> **Instructions for the task**:
Turn the listing below into a Markdown table with the columns Row and Line, one numbered row per line, skipping blank lines. Leave the pictures out of the table.

> **Task material**:
┄┄┄┄┄┄

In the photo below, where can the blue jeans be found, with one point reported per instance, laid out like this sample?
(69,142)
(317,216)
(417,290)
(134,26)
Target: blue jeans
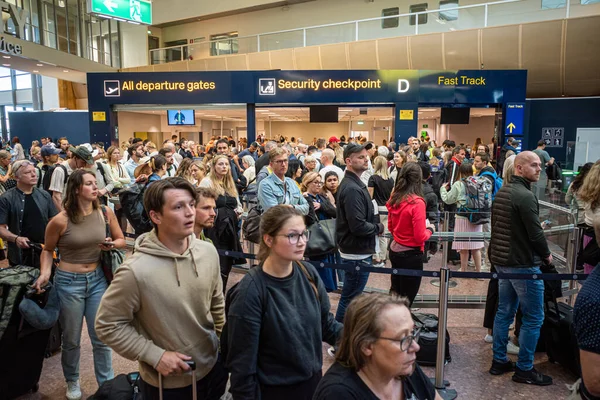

┄┄┄┄┄┄

> **Task answer**:
| Row | Line |
|---|---|
| 1 | In the photo below, where can the blue jeans be found, with one point reported per instance, laid out like this sample? |
| 2 | (69,142) |
| 3 | (317,216) |
| 4 | (417,290) |
| 5 | (134,26) |
| 6 | Target: blue jeans |